[BEGIN Recorded data]

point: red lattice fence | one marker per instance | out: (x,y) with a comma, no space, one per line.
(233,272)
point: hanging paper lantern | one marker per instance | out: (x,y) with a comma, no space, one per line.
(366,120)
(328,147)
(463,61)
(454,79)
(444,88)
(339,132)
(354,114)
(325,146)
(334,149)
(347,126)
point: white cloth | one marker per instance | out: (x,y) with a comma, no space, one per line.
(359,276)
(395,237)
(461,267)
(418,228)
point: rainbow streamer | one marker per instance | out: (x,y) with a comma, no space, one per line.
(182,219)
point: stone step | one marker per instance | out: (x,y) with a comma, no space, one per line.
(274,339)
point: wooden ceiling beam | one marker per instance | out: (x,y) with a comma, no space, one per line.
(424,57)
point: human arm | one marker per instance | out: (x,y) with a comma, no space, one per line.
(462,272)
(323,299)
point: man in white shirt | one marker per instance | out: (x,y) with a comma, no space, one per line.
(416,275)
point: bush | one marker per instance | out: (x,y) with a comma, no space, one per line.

[END Recorded data]
[BEGIN Recorded data]

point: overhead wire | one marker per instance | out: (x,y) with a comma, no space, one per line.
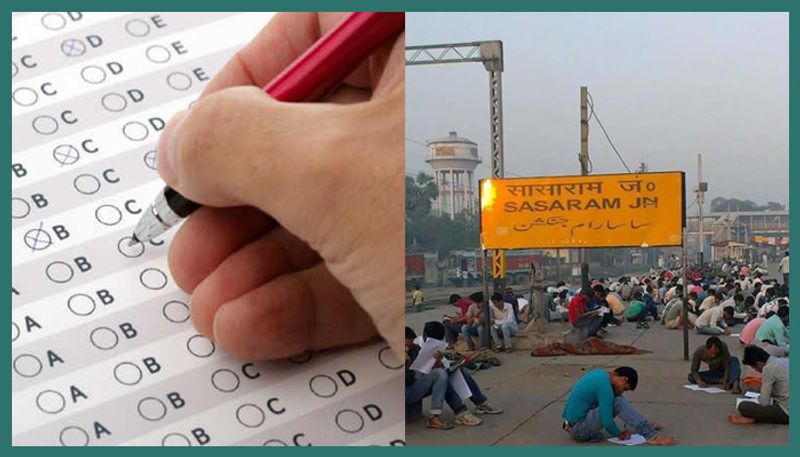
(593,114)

[END Recorded data]

Challenge:
Please write out, character for character, the lines starting with the line that contains "point: rainbow streamer" and going on through the line that contains "point: bush |", including both of those lines.

Result below:
point: rainbow streamer | one marker per instance | out: (x,y) with a comma, no space, one per line.
(182,219)
point: stone step | one marker per instance | out: (x,y) with a comma, no space, one per line.
(274,339)
point: wooden ceiling beam | one marker per instance | out: (x,y) with a comma, no space, one per line.
(424,57)
point: human arm | one marker per instance | out: (x,y) with a comma, no space, one per line.
(462,272)
(323,299)
point: man in white shirt | one marker per instance | out: (x,y) with a comma, no space, one per line.
(416,275)
point: bush | one marker per instance | out: (x,y) with a comma, no space, one per line.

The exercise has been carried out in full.